* **YOUR OBJECTIVE**:
The line containing "Species-survey task: indicate the upper" marks the start; return it and every line after it in the listing below, exactly, through the last.

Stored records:
________________________________________

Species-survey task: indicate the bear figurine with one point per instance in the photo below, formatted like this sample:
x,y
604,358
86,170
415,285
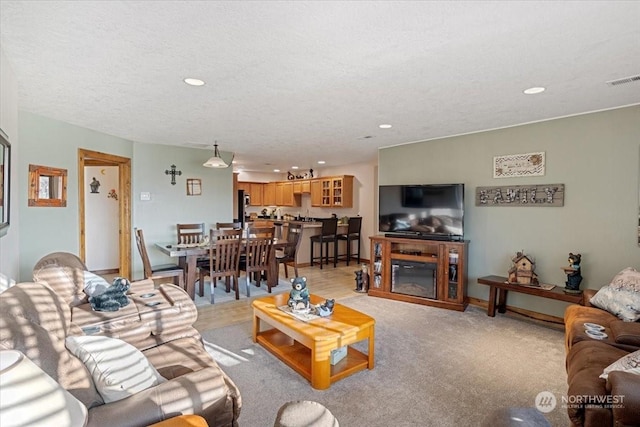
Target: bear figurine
x,y
574,277
299,295
326,308
113,297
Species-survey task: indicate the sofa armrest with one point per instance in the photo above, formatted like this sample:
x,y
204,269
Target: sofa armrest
x,y
625,392
204,392
141,286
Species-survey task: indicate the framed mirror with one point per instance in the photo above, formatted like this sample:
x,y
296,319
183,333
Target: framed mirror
x,y
47,186
5,177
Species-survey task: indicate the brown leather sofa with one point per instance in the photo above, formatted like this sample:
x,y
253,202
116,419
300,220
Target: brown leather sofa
x,y
37,317
591,400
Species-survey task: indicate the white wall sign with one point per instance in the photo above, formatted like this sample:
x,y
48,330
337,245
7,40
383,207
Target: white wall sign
x,y
518,165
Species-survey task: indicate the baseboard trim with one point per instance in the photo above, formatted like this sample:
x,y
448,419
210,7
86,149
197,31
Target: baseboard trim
x,y
521,311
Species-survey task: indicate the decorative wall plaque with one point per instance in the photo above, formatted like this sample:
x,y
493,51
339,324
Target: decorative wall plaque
x,y
518,165
544,195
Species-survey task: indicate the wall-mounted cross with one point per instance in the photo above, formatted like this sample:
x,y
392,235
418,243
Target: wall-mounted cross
x,y
173,172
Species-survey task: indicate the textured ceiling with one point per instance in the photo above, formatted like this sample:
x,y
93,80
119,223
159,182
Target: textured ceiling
x,y
289,83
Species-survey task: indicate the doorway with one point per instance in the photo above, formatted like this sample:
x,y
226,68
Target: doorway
x,y
87,158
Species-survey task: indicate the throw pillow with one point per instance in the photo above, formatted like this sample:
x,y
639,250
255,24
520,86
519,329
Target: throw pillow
x,y
119,370
628,279
629,363
94,285
620,302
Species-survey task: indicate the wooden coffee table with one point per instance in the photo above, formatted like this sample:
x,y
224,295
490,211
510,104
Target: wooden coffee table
x,y
306,346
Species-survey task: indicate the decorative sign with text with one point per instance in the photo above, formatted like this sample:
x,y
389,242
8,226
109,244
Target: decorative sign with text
x,y
518,165
544,195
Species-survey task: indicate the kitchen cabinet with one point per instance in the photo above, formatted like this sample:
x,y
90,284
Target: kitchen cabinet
x,y
254,190
288,198
269,194
284,194
333,191
302,187
316,193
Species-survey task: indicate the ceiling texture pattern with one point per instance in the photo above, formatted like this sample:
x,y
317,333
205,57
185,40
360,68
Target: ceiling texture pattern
x,y
289,83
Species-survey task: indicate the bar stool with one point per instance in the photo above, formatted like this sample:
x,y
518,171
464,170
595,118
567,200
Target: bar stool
x,y
327,235
353,234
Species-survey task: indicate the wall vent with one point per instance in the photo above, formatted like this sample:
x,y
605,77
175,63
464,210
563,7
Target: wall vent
x,y
624,80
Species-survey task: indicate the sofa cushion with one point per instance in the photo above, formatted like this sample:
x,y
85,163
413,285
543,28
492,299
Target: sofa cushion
x,y
35,321
585,362
627,333
94,285
575,316
628,279
64,273
629,363
618,301
119,370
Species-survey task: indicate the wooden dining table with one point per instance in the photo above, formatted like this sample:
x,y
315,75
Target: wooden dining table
x,y
188,256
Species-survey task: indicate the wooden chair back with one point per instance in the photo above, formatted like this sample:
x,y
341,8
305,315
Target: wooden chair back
x,y
259,224
190,234
228,225
258,249
224,256
294,235
329,226
354,225
289,252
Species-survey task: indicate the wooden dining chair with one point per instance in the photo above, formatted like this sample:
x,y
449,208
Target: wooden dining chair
x,y
328,234
289,253
154,272
224,261
258,246
228,225
189,234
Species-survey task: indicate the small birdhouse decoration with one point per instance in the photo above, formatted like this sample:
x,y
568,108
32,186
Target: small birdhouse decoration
x,y
522,272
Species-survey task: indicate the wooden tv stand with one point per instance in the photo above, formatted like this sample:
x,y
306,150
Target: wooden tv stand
x,y
447,260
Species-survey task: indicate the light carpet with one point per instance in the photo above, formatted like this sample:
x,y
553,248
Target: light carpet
x,y
434,367
221,296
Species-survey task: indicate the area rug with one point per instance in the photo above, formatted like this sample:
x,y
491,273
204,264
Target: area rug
x,y
221,296
434,367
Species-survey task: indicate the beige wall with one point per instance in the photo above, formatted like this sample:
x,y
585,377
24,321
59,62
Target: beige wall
x,y
596,156
10,242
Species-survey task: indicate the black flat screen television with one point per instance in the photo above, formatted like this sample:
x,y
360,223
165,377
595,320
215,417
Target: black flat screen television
x,y
429,210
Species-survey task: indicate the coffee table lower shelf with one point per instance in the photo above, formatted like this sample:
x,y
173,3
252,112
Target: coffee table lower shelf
x,y
298,357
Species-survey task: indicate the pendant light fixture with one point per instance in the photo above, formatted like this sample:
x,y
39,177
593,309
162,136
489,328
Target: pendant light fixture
x,y
216,161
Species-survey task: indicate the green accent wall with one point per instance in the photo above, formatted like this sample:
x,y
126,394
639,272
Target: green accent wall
x,y
596,156
49,142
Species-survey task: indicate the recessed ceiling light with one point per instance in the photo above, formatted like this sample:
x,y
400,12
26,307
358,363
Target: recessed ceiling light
x,y
194,82
534,90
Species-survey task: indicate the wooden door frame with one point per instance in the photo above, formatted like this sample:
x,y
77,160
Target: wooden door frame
x,y
96,158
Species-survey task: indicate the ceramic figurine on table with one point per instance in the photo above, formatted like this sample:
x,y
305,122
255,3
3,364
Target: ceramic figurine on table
x,y
326,308
299,295
574,276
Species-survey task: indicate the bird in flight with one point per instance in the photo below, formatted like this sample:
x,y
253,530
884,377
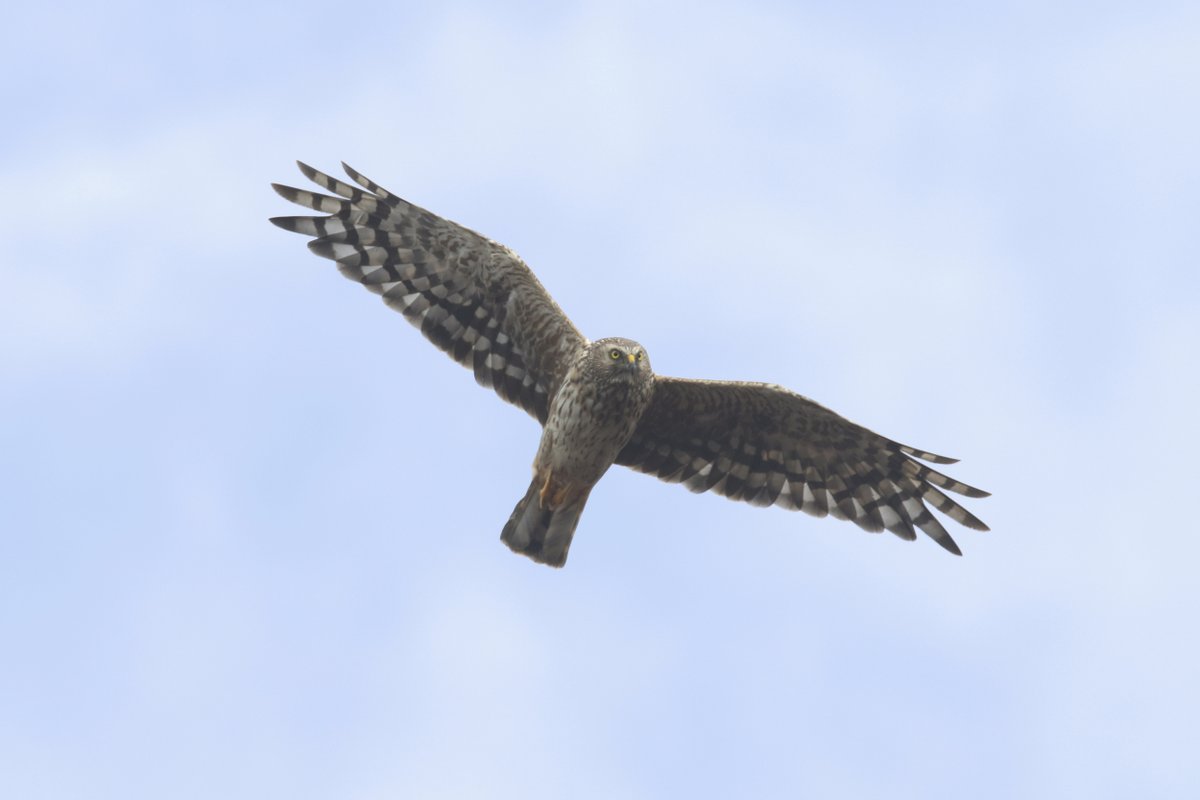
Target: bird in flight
x,y
598,401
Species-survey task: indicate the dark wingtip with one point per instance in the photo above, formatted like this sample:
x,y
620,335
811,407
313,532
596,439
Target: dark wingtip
x,y
951,546
286,192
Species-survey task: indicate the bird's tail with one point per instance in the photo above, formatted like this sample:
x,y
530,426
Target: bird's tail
x,y
544,522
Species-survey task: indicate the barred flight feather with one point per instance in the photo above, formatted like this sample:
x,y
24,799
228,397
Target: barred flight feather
x,y
471,296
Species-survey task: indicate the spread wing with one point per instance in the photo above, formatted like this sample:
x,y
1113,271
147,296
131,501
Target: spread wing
x,y
473,298
767,445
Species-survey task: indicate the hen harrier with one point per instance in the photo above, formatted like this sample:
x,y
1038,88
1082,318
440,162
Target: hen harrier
x,y
599,402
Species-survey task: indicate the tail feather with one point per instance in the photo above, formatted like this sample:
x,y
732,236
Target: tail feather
x,y
539,531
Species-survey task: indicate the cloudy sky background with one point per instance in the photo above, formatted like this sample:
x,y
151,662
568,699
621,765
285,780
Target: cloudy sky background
x,y
249,517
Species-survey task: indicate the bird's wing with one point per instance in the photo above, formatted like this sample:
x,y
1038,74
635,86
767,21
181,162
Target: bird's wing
x,y
473,298
767,445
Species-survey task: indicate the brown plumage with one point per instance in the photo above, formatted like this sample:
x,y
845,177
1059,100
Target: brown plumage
x,y
599,402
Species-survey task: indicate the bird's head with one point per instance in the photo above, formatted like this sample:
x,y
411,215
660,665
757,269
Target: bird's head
x,y
624,356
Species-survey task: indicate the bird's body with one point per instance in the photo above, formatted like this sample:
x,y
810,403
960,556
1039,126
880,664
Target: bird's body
x,y
599,402
591,419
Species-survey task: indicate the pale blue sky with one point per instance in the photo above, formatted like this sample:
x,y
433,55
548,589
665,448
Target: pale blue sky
x,y
250,518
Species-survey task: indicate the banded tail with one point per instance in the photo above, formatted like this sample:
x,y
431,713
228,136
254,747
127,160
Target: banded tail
x,y
540,527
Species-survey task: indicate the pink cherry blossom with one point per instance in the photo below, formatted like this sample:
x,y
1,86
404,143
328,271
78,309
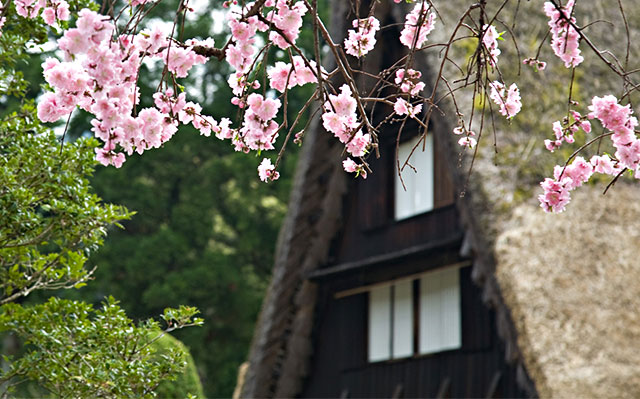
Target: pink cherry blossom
x,y
564,37
414,32
360,42
267,172
508,102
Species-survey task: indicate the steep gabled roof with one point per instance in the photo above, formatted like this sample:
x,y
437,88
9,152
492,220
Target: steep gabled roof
x,y
563,287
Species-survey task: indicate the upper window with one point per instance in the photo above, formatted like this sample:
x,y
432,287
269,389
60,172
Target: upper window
x,y
418,196
392,315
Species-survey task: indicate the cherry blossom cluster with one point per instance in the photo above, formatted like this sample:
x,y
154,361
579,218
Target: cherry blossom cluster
x,y
287,18
409,81
508,100
564,131
535,63
340,118
285,75
467,140
564,37
360,42
490,42
417,26
614,117
52,10
100,76
403,107
267,171
350,166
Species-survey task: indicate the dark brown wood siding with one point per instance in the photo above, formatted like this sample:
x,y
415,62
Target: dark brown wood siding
x,y
339,365
369,228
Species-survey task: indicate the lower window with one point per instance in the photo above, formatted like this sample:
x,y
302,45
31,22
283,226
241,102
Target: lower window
x,y
415,316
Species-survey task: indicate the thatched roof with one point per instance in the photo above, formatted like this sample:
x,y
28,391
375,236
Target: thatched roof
x,y
572,284
563,286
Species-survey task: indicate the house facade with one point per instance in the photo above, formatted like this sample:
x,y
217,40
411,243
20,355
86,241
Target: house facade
x,y
378,291
397,312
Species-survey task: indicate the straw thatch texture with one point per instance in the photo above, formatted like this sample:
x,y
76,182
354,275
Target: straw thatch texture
x,y
572,282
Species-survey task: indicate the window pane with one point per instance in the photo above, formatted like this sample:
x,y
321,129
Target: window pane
x,y
440,311
380,323
403,319
418,197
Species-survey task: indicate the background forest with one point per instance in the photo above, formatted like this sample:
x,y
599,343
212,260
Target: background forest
x,y
204,228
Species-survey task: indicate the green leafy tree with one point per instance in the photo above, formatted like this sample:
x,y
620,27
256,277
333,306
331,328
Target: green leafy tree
x,y
50,223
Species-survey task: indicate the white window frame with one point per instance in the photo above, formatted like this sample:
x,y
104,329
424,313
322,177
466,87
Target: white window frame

________________________________________

* **REPLY**:
Species-survey task: indicate the upper window with one point per instance in the photo above, formatted like this sample:
x,y
432,287
269,389
60,172
Target: upper window
x,y
418,196
392,315
Species-survey task: indicate the cherry blossom cluster with one point per instance in the photo above, formatted like this sample:
x,y
154,361
579,218
Target: cherry blossom cluster
x,y
287,18
409,81
508,100
564,131
535,63
340,118
285,75
467,140
564,37
360,42
490,42
417,26
614,117
52,10
100,76
403,107
267,171
350,166
Species-survey task: indicate the dark brown wood siding with one point per instance in the photo above, formatted like this sample:
x,y
415,62
Target: dark brown wood siding
x,y
339,365
369,228
Species-survey task: indicate the lower window with one point per instance in the photo above, formatted like this sample:
x,y
302,45
31,22
283,226
241,102
Target: lower window
x,y
415,316
Species-survey task: indicate the thatched roof with one point per instance in the photo above, formatted like this sample:
x,y
28,391
375,236
Target: thatched roof
x,y
572,284
563,286
Species-survey task: indicate the house facade with one point per instance in the photo above, formatted like this sample:
x,y
217,40
411,243
20,355
86,241
Target: house facade
x,y
378,291
397,312
Species-survey task: indicate the straw thatch texture with one point per instance in the photo above, formatted like this sample:
x,y
76,182
354,275
Target: straw thatch texture
x,y
572,282
Species-survey task: indicate the window pane with one point per instance in the photo above, formatted like this sample:
x,y
321,129
Target: window pane
x,y
440,311
380,323
403,319
418,197
Species-survey task: indicate the background forest with one point per instance in the photo above, formatted like this sample:
x,y
599,343
212,260
Target: background forest
x,y
204,228
Species-survey task: indicate the green leafy tree with one point per instance in the photo above, formatted like this sample:
x,y
620,27
256,277
333,306
331,328
Target: green leafy tree
x,y
50,223
Species-survey task: indicate the white window frame with one point per instance in the photo above, formatted like this sample:
x,y
104,329
424,313
322,177
466,87
Target: white window frame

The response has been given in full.